* WORK INSTRUCTION
Word for word, retype every record in the listing.

(Beginning of DATA LISTING)

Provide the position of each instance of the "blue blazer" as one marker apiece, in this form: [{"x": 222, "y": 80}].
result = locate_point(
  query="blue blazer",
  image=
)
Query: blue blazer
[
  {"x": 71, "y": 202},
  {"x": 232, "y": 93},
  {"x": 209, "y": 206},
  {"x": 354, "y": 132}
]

(End of DATA LISTING)

* RESPONSE
Provide the position of each instance of the "blue blazer" as one marker apiece, in this form: [{"x": 222, "y": 80}].
result = locate_point(
  query="blue blazer",
  image=
)
Query: blue blazer
[
  {"x": 71, "y": 202},
  {"x": 232, "y": 93},
  {"x": 209, "y": 206},
  {"x": 354, "y": 132}
]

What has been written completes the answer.